━━ PAGE EXCERPT ━━

The Supreme Court's ruling on the Affordable Care Act represents a big victory for President Obama and will generate plenty of discussion and debate on the merits of that legislation and of the court's action. But this victory can't rescue Obama from the fundamental politics of the issue—or his own approach to the presidency. Few presidents have sought to change the country's direction with so much audacity mixed with so little understanding of what it takes to actually do so. The Affordable Care Act reflects this fundamental reality of the Obama presidency.

With his talk of audacity and his actual audacious decision-making in the early months of his presidency, Obama made clear his resolve to join the ranks of those presidential greats who transformed the country's political landscape and set it upon a new course. But this cannot be done through mere force of will or by manipulating the levers of legislative procedure or by mustering the full force of partisan unity—all of which Obama did to enact his health legislation. That he succeeded in pushing through Congress such an overwhelmingly unpopular measure is testament to his political doggedness but also to his political nescience.

The greatest presidents didn't seek to transform the balance of political sentiment in the country by enacting bold and direction-altering legislation. It was quite the opposite: they first transformed the balance of political sentiment in the country in order to enact their seminal legislation.

Consider Lyndon Johnson's grand accomplishment in enacting civil-rights legislation in 1964. At the time, Democrats commanded 258 House seats and sixty-seven in the Senate. Johnson and his congressional allies (both Democrats and Republicans) managed to scramble the political fault lines in both houses in a way that ensured this nation-changing legislation could pass both chambers with substantial majorities among both Republicans and Democrats. Thus, he transformed the national consensus on race and ensured that his accomplishment would stick. 

By contrast, Obama had sixty Senate Democrats (including two independents who caucused with Democrats) and 242 House Democrats, and yet he felt comfortable pushing through Congress legislation of the highest magnitude on an almost strictly partisan basis.

Ronald Reagan offers another instructive illustration. When he sought to transform the country's fiscal policies in the maiden year of his presidency, he first mustered a preponderance of political sentiment in the country behind his bold new fiscal philosophy. It helped that his Republican Party had picked up twelve Senate seats in the 1980 election and thirty-three in the House. Still, the House remained in the hands of Democrats, whose leaders resolved to thwart Reagan's fiscal initiatives at every turn.

━━━

EXPLORE THE MATERIAL:
1 - Transcribe the passage of the commentary on the Supreme Court's health care ruling between "By contrast, Obama" and "strictly partisan basis.", inclusive.
2 - Write the next part of the commentary on the Supreme Court's health care ruling, starting right after its last sentence.

━━ SUPPLIED DATA ━━

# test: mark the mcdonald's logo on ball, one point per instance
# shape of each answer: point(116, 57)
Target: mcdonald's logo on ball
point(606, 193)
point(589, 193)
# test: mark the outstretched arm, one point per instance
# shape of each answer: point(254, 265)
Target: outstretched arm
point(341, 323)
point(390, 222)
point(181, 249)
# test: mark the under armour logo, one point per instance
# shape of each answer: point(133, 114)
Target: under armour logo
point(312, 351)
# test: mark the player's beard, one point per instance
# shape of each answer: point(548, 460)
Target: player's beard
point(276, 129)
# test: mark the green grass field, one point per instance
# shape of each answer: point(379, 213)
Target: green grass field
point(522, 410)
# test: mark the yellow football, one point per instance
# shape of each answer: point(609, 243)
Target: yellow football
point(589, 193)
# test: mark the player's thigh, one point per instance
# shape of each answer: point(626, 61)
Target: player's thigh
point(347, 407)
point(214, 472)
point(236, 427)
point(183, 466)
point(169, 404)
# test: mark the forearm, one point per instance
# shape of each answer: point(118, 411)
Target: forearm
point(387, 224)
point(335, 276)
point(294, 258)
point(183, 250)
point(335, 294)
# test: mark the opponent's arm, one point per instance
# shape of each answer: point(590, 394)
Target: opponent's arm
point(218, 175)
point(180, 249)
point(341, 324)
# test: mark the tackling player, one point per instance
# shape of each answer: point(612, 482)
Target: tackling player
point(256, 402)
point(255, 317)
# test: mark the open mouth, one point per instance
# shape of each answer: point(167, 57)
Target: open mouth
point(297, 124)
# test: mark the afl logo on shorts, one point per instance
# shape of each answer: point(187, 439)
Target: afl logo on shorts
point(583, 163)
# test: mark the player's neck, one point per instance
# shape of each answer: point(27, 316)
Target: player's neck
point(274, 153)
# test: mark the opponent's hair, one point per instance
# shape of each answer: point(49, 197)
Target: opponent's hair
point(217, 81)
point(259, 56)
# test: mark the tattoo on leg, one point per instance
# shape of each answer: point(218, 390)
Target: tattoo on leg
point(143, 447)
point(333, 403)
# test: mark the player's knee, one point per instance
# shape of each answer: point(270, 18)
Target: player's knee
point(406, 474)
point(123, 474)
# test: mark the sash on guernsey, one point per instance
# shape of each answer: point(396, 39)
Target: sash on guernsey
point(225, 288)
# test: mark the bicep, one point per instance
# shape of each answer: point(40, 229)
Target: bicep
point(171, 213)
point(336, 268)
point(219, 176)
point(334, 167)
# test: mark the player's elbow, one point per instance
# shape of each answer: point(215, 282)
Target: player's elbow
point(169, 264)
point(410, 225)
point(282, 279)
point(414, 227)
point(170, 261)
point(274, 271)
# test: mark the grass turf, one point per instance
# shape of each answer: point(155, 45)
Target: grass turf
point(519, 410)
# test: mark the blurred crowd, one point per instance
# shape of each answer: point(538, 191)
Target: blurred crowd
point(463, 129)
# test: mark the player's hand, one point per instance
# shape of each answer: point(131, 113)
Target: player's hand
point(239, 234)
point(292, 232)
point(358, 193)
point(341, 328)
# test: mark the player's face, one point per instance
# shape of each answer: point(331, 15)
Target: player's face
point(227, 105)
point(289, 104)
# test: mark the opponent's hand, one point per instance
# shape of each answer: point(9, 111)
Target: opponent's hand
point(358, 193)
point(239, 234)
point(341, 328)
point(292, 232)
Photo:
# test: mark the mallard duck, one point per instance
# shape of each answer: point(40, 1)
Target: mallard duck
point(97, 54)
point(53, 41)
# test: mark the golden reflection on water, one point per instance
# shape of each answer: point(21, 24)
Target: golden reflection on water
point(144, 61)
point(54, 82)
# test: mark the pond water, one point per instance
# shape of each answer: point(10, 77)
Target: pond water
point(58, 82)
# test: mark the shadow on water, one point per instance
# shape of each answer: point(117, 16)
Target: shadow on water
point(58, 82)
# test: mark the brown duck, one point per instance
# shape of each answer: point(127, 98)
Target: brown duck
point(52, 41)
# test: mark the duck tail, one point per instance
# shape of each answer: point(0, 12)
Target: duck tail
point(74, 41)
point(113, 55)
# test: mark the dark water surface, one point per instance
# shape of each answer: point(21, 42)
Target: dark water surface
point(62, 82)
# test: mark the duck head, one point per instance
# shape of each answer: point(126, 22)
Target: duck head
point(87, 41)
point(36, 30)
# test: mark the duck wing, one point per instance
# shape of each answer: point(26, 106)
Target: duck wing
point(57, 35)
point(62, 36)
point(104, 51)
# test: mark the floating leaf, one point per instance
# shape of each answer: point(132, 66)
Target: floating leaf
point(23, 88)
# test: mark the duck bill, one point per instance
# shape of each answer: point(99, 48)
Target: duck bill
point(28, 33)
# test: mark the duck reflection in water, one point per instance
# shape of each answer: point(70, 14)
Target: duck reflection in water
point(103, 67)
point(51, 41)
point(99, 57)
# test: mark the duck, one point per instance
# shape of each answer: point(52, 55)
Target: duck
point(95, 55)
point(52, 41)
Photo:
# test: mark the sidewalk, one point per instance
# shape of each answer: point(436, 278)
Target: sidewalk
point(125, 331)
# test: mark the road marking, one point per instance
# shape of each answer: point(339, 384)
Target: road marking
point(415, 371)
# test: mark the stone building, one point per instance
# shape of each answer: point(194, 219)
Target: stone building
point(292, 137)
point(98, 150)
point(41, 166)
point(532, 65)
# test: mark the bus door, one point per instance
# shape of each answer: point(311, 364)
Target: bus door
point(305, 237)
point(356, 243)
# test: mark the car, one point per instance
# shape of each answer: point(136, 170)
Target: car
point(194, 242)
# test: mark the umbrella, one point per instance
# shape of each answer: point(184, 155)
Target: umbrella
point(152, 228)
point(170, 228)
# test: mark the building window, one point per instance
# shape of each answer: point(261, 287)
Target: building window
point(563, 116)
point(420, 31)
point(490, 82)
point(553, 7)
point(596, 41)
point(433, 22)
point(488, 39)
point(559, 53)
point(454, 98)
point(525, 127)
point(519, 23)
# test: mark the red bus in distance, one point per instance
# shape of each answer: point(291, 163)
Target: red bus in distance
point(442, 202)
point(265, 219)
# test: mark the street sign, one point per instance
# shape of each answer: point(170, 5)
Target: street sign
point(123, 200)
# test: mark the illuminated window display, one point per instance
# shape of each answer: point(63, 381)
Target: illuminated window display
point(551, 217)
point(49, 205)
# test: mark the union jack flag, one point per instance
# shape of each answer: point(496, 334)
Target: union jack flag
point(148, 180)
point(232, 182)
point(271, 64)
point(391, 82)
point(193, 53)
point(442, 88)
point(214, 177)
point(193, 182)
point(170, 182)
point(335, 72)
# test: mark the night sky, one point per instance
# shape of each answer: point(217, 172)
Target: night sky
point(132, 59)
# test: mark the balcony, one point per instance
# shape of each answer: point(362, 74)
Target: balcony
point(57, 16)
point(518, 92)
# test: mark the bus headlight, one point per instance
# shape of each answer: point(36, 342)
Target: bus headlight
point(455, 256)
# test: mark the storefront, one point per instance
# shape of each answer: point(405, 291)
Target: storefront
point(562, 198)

━━━

ANSWERS BY TASK:
1 -
By contrast, Obama had sixty Senate Democrats (including two independents who caucused with Democrats) and 242 House Democrats, and yet he felt comfortable pushing through Congress legislation of the highest magnitude on an almost strictly partisan basis.

2 -
But, with Reagan pulling in a vast body of support around the country, his initiatives proved irresistible for a significant number of Democrats. Fully twenty-nine bolted their party's position on the House floor to support Reagan's budget proposal, and forty-eight crossed over to support his controversial tax-cut plan. 

In other words, Reagan first laid down the political groundwork and then leveraged it to pass his legislation. Obama never did that with the Affordable Care Act.

Reagan offers another important lesson for presidents with bold leadership ambitions, and it is a lesson seen in the work of every Leader of Destiny who has occupied the White House. This is the lesson that presidential greatness requires an expansion of the governing coalition—bringing to the presidential banner new voters who previously had not been part of the governing bloc.

For Reagan it was the "Reagan Democrats," working-class Americans disgruntled over the country's direction under Democratic leadership. By pulling these people to his standard, Reagan altered the political balance of power in the country, and that fueled his political success over two terms.

Other notable presidents did the same thing. 

Andrew Jackson cleverly perceived that the politics of the country were being transformed by developments in the burgeoning West, where more and more states were choosing presidential electors by popular vote and eliminating property requirements for voting. The result was the emergence of a mass electorate, which could be exploited precisely with his brand of conservative populism. 

Lincoln was elected in 1860 with less than 40 percent of the vote, but he worked through his first term to build his party into the country's premier agency of industrialization, which ensured its dominance through the remainder of the nineteenth century and well into the twentieth.

Franklin Roosevelt totally scrambled up the country's political fault lines to his party's benefit, creating a powerful new coalition of labor, African-Americans, urban dwellers, intellectuals and Jews. He also cut into Republican support among farmers and senior citizens with farm-support programs, rural electrification and Social Security.

Obama neglected to pursue any such political initiatives as these. He sought to govern from a base that former Colorado senator and presidential aspirant Gary Hart calls "reactionary liberalism." It is a declining base, and it couldn't sustain a truly successful presidency, much less a transformational one.

Finally, Obama missed another crucial element seen in the stewardship of those presidents who actually managed to alter the course of the nation. They all united their party (most often an expanded party) while dividing the opposition. Obama did the opposite. He divided his own party while uniting the opposition.

When Reagan pulled those House Democrats to his fiscal initiatives in the summer of 1981, he pulled off a classic "divide-and-conquer" political strategy. 

All truly consequential presidents have done the same thing. 

Thomas Jefferson divided the Federalists to such an extent that, by the time he and his political acolytes had relinquished the White House twenty-four years after his initial election, the Federalists no longer existed. Lincoln's carefully crafted position on slavery divided both the Democrats and Whigs along sectional lines, thus enabling him to pull off a presidential win with less than 40 percent of the vote. Roosevelt's success in coalition building stirred intraparty battles among Republicans for decades.

Consider now the impact of Obama's Affordable Care Act on the two parties. By going so boldly for a controversial approach that wasn't underwritten by any national consensus, he drove a wedge through his own party, as congressional Democrats scrambled to follow the president's leadership while maintaining voter approval. That proved impossible for many, as the 2010 midterm elections demonstrated. Meanwhile, Republicans found it politically expedient—and very easy—to rally to a unified GOP stance of opposition.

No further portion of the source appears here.